[Consignes]:
A - Recopiez le passage du texte sur le digital nomadisme qui commence par "Un digital nomad" et se termine par "sa culture d’entreprise.", en substituant "GitLab" à "Buffer".
B - Relevez toutes les entreprises désignées par leur nom dans le texte sur le digital nomadisme.
C - Rédigez la suite du texte sur le digital nomadisme à partir de sa dernière phrase.

[Texte source]:
····················

Un digital nomad est une personne qui gagne sa vie en travaillant de son ordinateur portable, partout dans le monde. Si pour beaucoup cela correspond à ne pas avoir de bureaux fixes et à travailler dans les coworking, les cafés ou les hôtels. Certains poussent le digital nomadisme un peu plus loin et décident de travailler depuis un pays étranger. On peut trouver sur internet tout un tas de témoignages de personne qui expliquent comment le digital nomadisme a transformé leur vie. Si des entreprises établies comme Buffer appliquent ces principes depuis longtemps, de plus en plus de start-ups s’y mettent. C’est notamment le cas de la startup fintech Moneytis, qui a fait du digital nomadisme l’essence même de sa culture d’entreprise.
Pourquoi vouloir créer une culture d’entreprise ? Quels sont les enjeux du digital nomadisme? Quel est l’intérêt pour une start-up de travailler depuis l’étranger? Comment arriver à faire fonctionner son entreprise autour du digital nomadisme?
La culture d’entreprise : outil de performance ou de communication ?
Pour Arnaud Knobloch, fondateur de Vadequa, une start-up qui édite un logiciel de recrutement en rapport avec la culture d’entreprise, « c’est une tendance, mais surtout un outil de communication qui se transforme que trop rarement en actions concrètes pour les entreprises. » Les grandes entreprises tentent de redorer leur image à travers la création d’une culture d’entreprise, mais elles suivent rarement les préconisations de la start-up montpelliéraine. « En ce qui concerne les start-ups, c’est bien différent. Elles sont beaucoup plus dans l’action et pour la plupart elles créent des cultures d’entreprise hyper forte sans même s’en rendre compte. C’est dans l’identité même de la start-up que cela se joue », explique Arnaud.

····················

[Relevé]:

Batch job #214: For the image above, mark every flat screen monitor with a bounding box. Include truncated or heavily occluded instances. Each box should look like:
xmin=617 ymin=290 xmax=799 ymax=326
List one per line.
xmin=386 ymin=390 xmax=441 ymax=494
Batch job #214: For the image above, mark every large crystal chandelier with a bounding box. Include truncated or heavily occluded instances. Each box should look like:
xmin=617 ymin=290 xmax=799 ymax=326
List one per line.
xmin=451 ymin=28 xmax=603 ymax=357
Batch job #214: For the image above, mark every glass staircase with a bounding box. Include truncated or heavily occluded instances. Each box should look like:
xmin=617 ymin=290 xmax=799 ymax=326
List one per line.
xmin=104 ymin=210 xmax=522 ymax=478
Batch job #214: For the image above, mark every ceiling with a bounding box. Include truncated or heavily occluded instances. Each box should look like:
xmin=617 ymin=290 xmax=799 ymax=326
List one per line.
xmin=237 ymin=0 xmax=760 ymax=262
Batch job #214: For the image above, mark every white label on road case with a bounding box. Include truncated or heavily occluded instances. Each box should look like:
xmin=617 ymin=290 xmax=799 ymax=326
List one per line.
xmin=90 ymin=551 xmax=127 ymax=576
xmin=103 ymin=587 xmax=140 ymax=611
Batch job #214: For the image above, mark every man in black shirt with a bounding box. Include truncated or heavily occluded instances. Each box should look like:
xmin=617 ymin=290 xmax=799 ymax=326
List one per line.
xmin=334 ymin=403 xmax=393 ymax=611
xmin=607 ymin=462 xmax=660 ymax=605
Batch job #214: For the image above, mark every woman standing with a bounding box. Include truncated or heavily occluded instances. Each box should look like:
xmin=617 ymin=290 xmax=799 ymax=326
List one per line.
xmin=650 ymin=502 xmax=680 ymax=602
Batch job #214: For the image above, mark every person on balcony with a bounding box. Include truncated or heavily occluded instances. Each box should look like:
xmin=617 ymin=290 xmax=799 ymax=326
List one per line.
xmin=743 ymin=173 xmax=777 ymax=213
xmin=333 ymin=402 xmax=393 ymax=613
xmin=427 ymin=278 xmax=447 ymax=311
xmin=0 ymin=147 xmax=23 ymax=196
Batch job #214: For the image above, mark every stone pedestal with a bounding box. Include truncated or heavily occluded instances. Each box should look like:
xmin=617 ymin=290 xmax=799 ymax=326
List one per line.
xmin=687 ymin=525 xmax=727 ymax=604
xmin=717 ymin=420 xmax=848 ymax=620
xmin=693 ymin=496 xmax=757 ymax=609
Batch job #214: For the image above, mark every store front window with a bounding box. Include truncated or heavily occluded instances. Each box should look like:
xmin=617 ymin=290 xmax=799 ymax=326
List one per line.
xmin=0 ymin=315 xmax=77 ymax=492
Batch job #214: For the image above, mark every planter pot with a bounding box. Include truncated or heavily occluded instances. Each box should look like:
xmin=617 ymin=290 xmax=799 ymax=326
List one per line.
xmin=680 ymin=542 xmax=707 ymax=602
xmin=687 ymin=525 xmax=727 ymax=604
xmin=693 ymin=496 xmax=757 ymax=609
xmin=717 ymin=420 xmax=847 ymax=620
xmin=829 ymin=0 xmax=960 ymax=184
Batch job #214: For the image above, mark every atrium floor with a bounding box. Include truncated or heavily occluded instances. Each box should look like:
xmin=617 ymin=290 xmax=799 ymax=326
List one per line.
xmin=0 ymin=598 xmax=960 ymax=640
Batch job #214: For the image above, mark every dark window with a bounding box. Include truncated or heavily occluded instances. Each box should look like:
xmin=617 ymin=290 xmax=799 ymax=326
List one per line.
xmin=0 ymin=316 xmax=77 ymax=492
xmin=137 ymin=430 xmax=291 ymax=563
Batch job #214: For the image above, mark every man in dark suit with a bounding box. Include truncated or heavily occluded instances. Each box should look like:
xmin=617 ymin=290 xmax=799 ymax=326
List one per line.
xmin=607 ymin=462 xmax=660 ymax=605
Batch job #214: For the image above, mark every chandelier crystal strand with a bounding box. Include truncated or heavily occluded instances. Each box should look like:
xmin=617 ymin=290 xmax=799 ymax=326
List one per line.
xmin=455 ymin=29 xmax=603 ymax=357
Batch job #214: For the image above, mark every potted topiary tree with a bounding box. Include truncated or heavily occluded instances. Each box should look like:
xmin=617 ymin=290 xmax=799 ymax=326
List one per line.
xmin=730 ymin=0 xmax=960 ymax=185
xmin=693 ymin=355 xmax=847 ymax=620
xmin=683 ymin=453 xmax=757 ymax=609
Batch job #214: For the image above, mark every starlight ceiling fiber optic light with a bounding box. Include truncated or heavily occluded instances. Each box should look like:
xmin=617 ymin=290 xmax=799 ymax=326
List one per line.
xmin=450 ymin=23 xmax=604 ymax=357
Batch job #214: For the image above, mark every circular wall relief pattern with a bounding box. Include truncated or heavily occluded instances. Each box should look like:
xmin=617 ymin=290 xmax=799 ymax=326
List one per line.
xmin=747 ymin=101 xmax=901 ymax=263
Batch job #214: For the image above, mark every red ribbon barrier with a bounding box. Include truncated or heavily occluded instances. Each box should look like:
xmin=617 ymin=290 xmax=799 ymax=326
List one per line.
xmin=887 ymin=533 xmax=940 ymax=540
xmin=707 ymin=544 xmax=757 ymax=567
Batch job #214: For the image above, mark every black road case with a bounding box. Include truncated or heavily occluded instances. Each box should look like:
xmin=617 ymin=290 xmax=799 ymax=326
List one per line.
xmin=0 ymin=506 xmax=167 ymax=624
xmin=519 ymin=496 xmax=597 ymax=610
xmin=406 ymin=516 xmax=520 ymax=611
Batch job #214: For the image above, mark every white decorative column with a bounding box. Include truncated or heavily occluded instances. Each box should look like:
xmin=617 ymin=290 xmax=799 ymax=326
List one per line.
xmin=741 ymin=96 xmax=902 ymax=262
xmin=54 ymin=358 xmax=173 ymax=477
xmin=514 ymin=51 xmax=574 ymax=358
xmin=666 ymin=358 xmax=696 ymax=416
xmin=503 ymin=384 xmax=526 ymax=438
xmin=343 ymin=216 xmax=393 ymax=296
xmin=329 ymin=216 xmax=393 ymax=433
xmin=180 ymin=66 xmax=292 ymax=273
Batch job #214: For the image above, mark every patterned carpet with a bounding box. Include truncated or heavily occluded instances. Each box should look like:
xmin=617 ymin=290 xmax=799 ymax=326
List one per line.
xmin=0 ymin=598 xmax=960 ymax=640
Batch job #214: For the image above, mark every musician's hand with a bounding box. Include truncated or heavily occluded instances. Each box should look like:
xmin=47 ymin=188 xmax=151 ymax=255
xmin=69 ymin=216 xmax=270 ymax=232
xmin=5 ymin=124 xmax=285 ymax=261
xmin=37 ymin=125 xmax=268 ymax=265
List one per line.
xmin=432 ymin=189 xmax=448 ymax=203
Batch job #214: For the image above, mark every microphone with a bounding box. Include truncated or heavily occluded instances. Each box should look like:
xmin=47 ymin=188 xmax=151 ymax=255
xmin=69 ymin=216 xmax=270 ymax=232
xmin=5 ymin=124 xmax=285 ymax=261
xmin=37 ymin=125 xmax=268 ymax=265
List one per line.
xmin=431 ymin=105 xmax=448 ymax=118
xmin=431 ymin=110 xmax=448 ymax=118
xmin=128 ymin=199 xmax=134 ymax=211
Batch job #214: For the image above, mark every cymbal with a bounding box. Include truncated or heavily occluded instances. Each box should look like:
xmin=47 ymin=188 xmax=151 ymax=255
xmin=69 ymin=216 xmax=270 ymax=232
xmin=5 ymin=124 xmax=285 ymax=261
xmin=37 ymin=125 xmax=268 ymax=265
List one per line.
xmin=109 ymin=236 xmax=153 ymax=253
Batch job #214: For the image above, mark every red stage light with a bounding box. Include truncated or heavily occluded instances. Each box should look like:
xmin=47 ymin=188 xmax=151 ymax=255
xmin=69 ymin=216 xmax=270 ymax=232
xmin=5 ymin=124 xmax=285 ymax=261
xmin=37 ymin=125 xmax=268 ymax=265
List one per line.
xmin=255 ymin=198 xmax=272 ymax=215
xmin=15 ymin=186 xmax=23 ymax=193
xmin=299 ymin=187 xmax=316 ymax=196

····················

[Réponses attendues]:
A -
Un digital nomad est une personne qui gagne sa vie en travaillant de son ordinateur portable, partout dans le monde. Si pour beaucoup cela correspond à ne pas avoir de bureaux fixes et à travailler dans les coworking, les cafés ou les hôtels. Certains poussent le digital nomadisme un peu plus loin et décident de travailler depuis un pays étranger. On peut trouver sur internet tout un tas de témoignages de personne qui expliquent comment le digital nomadisme a transformé leur vie. Si des entreprises établies comme GitLab appliquent ces principes depuis longtemps, de plus en plus de start-ups s’y mettent. C’est notamment le cas de la startup fintech Moneytis, qui a fait du digital nomadisme l’essence même de sa culture d’entreprise.

B - Buffer, Moneytis, Vadequa

C -
L’objectif de la culture d’entreprise est d’augmenter le niveau de satisfaction et d’attachement des collaborateurs à l’entreprise pour atteindre des objectifs fixés en rapport avec les valeurs de l’entreprise. En d’autre terme, rendre les collaborateurs heureux pour qu’ils gagnent en productivité et qu’ils se sentent impliqués dans la vie de l’entreprise.
Les entreprises ayant une culture forte et partagée par les salariés sont 6X plus performantes
Pour les startups c’est un moyen d’impliquer dès le départ les collaborateurs pour les fidéliser et les faire grandir en même temps que l’entreprise. « Pour les start-ups, c’est un moyen de recruter des profils qu’elles ne peuvent pas normalement s’offrir. Les profils experts sont parfois prêts à faire des sacrifices pour vivre une expérience unique » d’après Arnaud Knobloch.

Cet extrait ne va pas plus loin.